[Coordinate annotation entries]
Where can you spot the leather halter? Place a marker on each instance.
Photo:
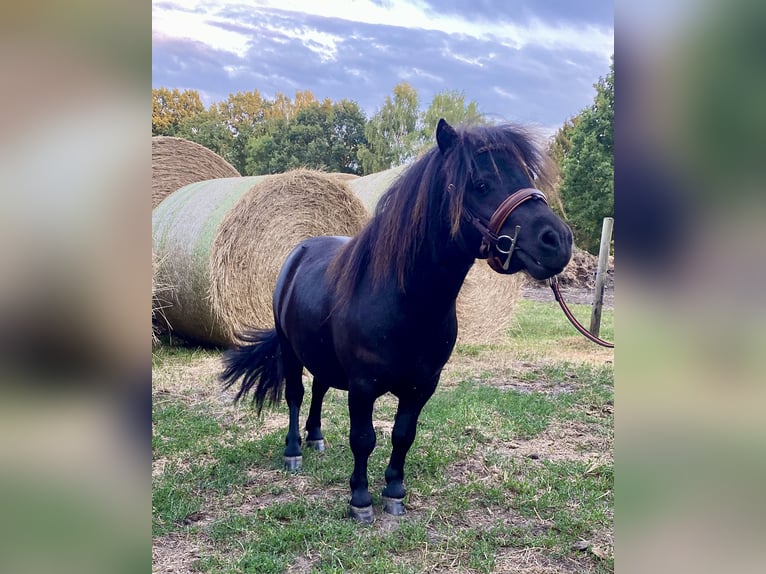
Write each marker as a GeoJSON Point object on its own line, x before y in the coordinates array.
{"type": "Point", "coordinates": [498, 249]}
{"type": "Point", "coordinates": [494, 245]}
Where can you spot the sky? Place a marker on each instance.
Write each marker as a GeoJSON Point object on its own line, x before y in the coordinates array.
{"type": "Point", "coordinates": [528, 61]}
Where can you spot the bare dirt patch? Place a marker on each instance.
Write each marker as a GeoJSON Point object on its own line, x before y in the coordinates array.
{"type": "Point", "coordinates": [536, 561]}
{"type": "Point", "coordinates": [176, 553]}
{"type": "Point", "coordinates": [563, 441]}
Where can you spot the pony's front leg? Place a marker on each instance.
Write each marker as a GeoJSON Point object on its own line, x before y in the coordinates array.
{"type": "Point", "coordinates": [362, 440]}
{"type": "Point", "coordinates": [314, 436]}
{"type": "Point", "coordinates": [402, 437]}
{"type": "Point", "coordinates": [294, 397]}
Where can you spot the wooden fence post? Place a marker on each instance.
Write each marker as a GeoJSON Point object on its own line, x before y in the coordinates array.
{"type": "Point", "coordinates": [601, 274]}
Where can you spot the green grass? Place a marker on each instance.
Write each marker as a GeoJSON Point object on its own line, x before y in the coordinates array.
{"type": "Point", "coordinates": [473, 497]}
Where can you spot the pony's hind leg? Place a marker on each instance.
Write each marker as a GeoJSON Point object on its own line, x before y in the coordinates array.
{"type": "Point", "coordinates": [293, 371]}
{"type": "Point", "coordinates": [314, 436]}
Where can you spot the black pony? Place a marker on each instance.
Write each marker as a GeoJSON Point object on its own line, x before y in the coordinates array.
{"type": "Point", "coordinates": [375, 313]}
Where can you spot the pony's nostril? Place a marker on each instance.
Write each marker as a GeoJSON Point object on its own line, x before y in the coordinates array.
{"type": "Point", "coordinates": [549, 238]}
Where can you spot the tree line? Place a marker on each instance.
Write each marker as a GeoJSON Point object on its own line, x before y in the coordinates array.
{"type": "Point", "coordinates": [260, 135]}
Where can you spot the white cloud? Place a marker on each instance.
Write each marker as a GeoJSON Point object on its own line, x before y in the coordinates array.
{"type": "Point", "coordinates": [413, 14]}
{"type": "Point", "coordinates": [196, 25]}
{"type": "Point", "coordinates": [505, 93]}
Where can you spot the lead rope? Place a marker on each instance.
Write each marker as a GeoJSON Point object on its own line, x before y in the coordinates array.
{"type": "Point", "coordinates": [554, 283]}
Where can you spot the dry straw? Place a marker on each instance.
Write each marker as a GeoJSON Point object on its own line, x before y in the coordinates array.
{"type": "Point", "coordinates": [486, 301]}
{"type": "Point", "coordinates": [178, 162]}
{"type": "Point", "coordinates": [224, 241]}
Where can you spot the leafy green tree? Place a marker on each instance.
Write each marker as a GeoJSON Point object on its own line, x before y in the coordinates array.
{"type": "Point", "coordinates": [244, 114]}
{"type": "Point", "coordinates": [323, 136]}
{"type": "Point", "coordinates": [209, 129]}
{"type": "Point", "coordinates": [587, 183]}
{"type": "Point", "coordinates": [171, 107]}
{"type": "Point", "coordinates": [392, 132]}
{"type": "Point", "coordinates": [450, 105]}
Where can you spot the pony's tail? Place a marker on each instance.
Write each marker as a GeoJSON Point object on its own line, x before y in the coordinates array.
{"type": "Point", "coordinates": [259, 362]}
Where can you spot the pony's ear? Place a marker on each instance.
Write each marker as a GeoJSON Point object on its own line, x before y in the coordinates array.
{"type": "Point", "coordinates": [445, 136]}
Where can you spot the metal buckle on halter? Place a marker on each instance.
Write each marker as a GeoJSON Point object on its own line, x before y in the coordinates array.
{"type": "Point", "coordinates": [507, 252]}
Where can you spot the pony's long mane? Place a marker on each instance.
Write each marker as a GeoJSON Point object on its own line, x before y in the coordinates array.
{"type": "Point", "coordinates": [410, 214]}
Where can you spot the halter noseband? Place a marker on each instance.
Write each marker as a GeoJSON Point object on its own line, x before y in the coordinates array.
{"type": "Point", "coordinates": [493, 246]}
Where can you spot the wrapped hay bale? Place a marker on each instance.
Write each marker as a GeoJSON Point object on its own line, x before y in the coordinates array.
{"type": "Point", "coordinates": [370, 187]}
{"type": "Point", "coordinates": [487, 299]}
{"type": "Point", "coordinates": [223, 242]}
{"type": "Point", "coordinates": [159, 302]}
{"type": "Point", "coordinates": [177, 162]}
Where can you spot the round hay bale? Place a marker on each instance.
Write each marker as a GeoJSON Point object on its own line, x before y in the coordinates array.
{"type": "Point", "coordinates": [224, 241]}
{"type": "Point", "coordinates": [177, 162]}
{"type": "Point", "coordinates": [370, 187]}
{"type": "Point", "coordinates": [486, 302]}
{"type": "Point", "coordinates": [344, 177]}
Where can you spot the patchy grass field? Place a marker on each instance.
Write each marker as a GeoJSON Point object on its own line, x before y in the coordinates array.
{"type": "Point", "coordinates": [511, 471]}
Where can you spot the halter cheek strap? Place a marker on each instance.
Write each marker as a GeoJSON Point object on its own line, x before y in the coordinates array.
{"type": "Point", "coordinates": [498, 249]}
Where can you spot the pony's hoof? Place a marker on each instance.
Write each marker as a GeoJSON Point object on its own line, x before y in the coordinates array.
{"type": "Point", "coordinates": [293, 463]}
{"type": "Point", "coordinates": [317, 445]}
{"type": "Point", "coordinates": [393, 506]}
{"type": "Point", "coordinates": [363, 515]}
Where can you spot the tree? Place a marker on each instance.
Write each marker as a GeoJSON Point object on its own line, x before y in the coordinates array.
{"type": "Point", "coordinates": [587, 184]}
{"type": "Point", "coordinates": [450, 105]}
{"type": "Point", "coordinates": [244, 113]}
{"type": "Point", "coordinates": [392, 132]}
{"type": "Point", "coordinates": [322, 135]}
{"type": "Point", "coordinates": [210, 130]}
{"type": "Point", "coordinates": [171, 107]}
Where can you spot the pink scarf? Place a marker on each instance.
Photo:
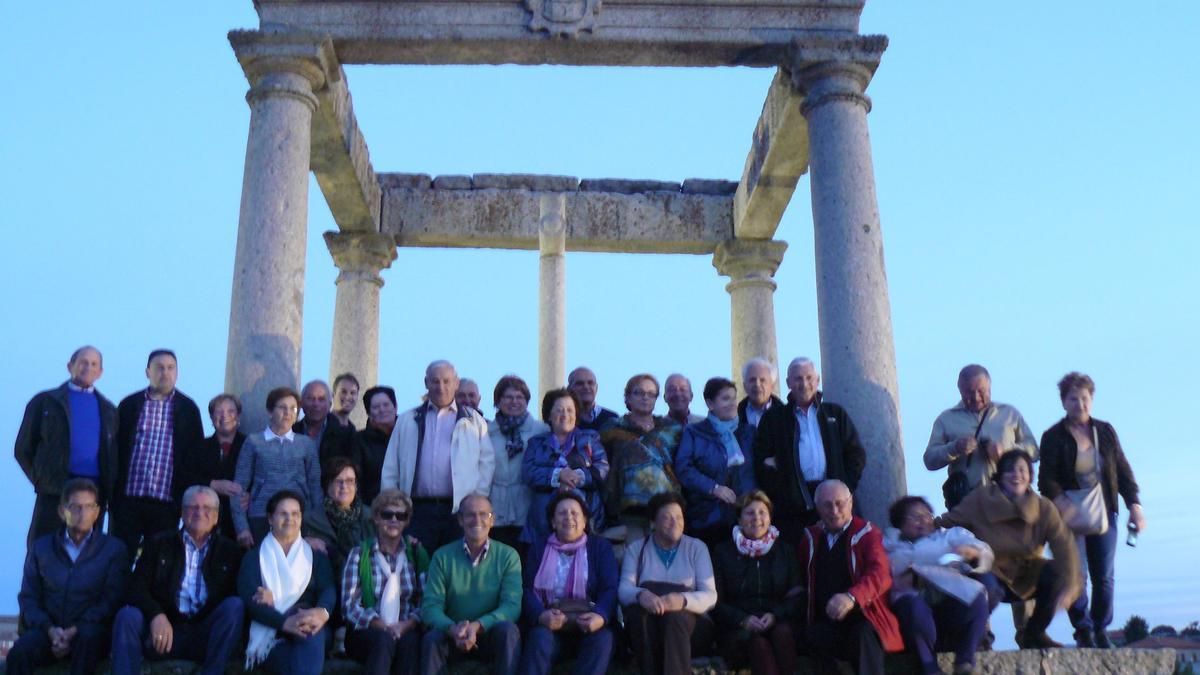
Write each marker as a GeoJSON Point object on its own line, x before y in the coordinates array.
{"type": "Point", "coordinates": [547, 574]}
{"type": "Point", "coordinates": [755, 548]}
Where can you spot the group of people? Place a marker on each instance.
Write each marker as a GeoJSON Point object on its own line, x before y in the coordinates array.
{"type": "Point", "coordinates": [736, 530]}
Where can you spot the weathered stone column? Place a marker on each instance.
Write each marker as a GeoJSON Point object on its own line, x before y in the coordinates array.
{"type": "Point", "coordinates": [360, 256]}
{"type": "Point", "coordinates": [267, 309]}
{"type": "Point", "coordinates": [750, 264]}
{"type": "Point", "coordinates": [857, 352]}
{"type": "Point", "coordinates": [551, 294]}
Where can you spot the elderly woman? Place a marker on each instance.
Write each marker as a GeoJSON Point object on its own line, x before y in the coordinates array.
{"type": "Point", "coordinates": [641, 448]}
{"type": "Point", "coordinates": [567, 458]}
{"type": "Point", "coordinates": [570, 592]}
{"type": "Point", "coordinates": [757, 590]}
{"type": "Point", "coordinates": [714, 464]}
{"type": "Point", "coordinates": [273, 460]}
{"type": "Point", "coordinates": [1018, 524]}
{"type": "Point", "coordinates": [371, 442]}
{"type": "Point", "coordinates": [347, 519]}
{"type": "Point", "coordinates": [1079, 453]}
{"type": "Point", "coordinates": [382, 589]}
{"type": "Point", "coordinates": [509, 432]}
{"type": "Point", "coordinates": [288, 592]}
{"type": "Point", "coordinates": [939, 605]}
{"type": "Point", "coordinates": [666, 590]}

#### [Task description]
Switch every "marker" to "pin" throughout all the rows above, keeping everything else unchanged, and leave the pictures out of your output.

#### [Result of the exercise]
Where can you spot the leather halter? Place a pin on each instance.
Photo:
Write each pin as a GeoJSON Point object on its own line, x before y in the coordinates array.
{"type": "Point", "coordinates": [498, 249]}
{"type": "Point", "coordinates": [494, 245]}
Where can you spot the sky? Place a pin on each instance.
Write each pin as a GeoJSON Point object on its own line, x before y in the coordinates array.
{"type": "Point", "coordinates": [528, 61]}
Where can you spot the bare dirt patch? Place a pin on each instance.
Write each pin as a GeoJSON Point object on its own line, x before y in the coordinates array.
{"type": "Point", "coordinates": [536, 561]}
{"type": "Point", "coordinates": [176, 553]}
{"type": "Point", "coordinates": [563, 441]}
Where can you spot the pony's front leg? Place a pin on each instance.
Write each pin as a GeoJSON Point object on its own line, x before y in the coordinates array.
{"type": "Point", "coordinates": [362, 440]}
{"type": "Point", "coordinates": [314, 436]}
{"type": "Point", "coordinates": [402, 437]}
{"type": "Point", "coordinates": [294, 397]}
Where can you spot the wooden fence post? Place a pin on each instance.
Write each pin as a GeoJSON Point object on its own line, x before y in the coordinates array.
{"type": "Point", "coordinates": [601, 274]}
Where can you spot the green grass? Place a pin on each instance.
Write each pin as a GeoJSON Point object on its own line, x before y in the coordinates array.
{"type": "Point", "coordinates": [473, 497]}
Where can you spot the pony's hind leg? Place a pin on each instance.
Write each pin as a GeoJSON Point object on its own line, x before y in the coordinates array.
{"type": "Point", "coordinates": [293, 371]}
{"type": "Point", "coordinates": [314, 436]}
Where can you spot the black pony? Place a pin on each instance.
Write each pin as a GeoJSON Point object on its own line, x before y in the coordinates array.
{"type": "Point", "coordinates": [375, 313]}
Where can you spot the pony's nostril? Place a pin on each instance.
Write each pin as a GeoJSON Point object on its own line, x before y in the coordinates array.
{"type": "Point", "coordinates": [549, 238]}
Where can you spot the tree line? Place a pin on each instance.
Write each pin as a GeoJSON Point object on its own line, x before y in the coordinates array.
{"type": "Point", "coordinates": [260, 135]}
Where can you spot the white cloud? Place a pin on each instance.
Write each pin as a GeoJSON Point object on its own line, x before y in the coordinates array.
{"type": "Point", "coordinates": [413, 14]}
{"type": "Point", "coordinates": [196, 25]}
{"type": "Point", "coordinates": [505, 93]}
Where can you spot the lead rope? Place a pin on each instance.
Write each pin as a GeoJSON Point object on its own line, x before y in the coordinates array.
{"type": "Point", "coordinates": [554, 283]}
Where can you spot the dry straw? Place a pin on each instance.
Write each pin as a GeoJSON Point object on its own line, x before y in the coordinates array.
{"type": "Point", "coordinates": [486, 301]}
{"type": "Point", "coordinates": [178, 162]}
{"type": "Point", "coordinates": [224, 241]}
Where can you spot the leafy green tree? Place a pin on each instance.
Write each pin as a GeoJSON Point object on its own line, x before y in the coordinates array.
{"type": "Point", "coordinates": [244, 114]}
{"type": "Point", "coordinates": [323, 136]}
{"type": "Point", "coordinates": [209, 129]}
{"type": "Point", "coordinates": [587, 183]}
{"type": "Point", "coordinates": [171, 107]}
{"type": "Point", "coordinates": [392, 132]}
{"type": "Point", "coordinates": [450, 105]}
Where can you spot the pony's tail? Place a pin on each instance.
Write each pin as a GeoJSON Point object on its own line, x before y in the coordinates array.
{"type": "Point", "coordinates": [259, 362]}
Where can you spot the pony's ear? Place a pin on each instance.
Write each pin as a GeoJSON Point object on its own line, x before y in the coordinates array.
{"type": "Point", "coordinates": [445, 136]}
Where can you spot the metal buckle on halter? Place a pin on each instance.
Write each pin as a GeoJSON Point object on its own line, x before y in the coordinates array.
{"type": "Point", "coordinates": [507, 252]}
Where can you spot the pony's long mane? Place a pin on each instance.
Write each pin as a GeoJSON Point object on its own line, x before y in the coordinates array.
{"type": "Point", "coordinates": [410, 214]}
Where can you spot the halter noseband? Place a pin on each instance.
Write each pin as a GeoJSON Point object on its own line, x before y in the coordinates array.
{"type": "Point", "coordinates": [493, 246]}
Where can you spot the wrapped hay bale? Place a pin on each instance.
Write each pin as a GeoJSON Point object on its own line, x before y in the coordinates array.
{"type": "Point", "coordinates": [370, 187]}
{"type": "Point", "coordinates": [487, 299]}
{"type": "Point", "coordinates": [223, 242]}
{"type": "Point", "coordinates": [159, 302]}
{"type": "Point", "coordinates": [177, 162]}
Where can you spot the round hay bale? Place a pin on each instance.
Write each pin as a GeoJSON Point object on its own line, x before y in the coordinates array.
{"type": "Point", "coordinates": [224, 241]}
{"type": "Point", "coordinates": [177, 162]}
{"type": "Point", "coordinates": [370, 187]}
{"type": "Point", "coordinates": [486, 302]}
{"type": "Point", "coordinates": [344, 177]}
Where can you spot the patchy grass field? Place a pin on each instance.
Write each pin as a GeoJSON Point object on its own line, x before y in the coordinates array.
{"type": "Point", "coordinates": [511, 471]}
Where can you spot the halter cheek strap? Place a pin on each instance.
Write each pin as a GeoJSON Point object on its own line, x before y in the coordinates array.
{"type": "Point", "coordinates": [498, 249]}
Where can you spot the pony's hoof? Place a pin on each instance.
Write each pin as a GeoJSON Point object on its own line, x before y in the coordinates array.
{"type": "Point", "coordinates": [293, 463]}
{"type": "Point", "coordinates": [317, 445]}
{"type": "Point", "coordinates": [393, 506]}
{"type": "Point", "coordinates": [363, 515]}
Where can you spot the tree? Place a pin on each instance.
Write each pin as a GeoJSON Point object on its own line, x before y in the coordinates array.
{"type": "Point", "coordinates": [587, 184]}
{"type": "Point", "coordinates": [450, 105]}
{"type": "Point", "coordinates": [244, 113]}
{"type": "Point", "coordinates": [392, 132]}
{"type": "Point", "coordinates": [322, 135]}
{"type": "Point", "coordinates": [210, 130]}
{"type": "Point", "coordinates": [171, 107]}
Where can you spot the pink scarf? Place a pin on each instance.
Photo:
Write each pin as a GeoJSON Point object on its own line, x before y in the coordinates array.
{"type": "Point", "coordinates": [547, 574]}
{"type": "Point", "coordinates": [755, 548]}
Where can you spot the group of people? Place a pin on each instance.
Write each pin as a GeoJSON Point object on its own line, x before y in the coordinates array.
{"type": "Point", "coordinates": [736, 530]}
Where can you spot the weathered stone column? Place a pin on each instance.
Write each pin as a GeoJSON Point object on its own line, x before y in the coordinates array.
{"type": "Point", "coordinates": [360, 256]}
{"type": "Point", "coordinates": [267, 309]}
{"type": "Point", "coordinates": [750, 264]}
{"type": "Point", "coordinates": [857, 352]}
{"type": "Point", "coordinates": [551, 294]}
Where can you spot the elderly woman? Place a pin on each instance.
Write each pin as a GeoJSON Point object on its own line, x before y in the coordinates array.
{"type": "Point", "coordinates": [641, 448]}
{"type": "Point", "coordinates": [567, 458]}
{"type": "Point", "coordinates": [570, 592]}
{"type": "Point", "coordinates": [757, 590]}
{"type": "Point", "coordinates": [714, 464]}
{"type": "Point", "coordinates": [273, 460]}
{"type": "Point", "coordinates": [1018, 524]}
{"type": "Point", "coordinates": [371, 442]}
{"type": "Point", "coordinates": [347, 519]}
{"type": "Point", "coordinates": [1079, 453]}
{"type": "Point", "coordinates": [382, 589]}
{"type": "Point", "coordinates": [509, 432]}
{"type": "Point", "coordinates": [288, 592]}
{"type": "Point", "coordinates": [939, 605]}
{"type": "Point", "coordinates": [666, 590]}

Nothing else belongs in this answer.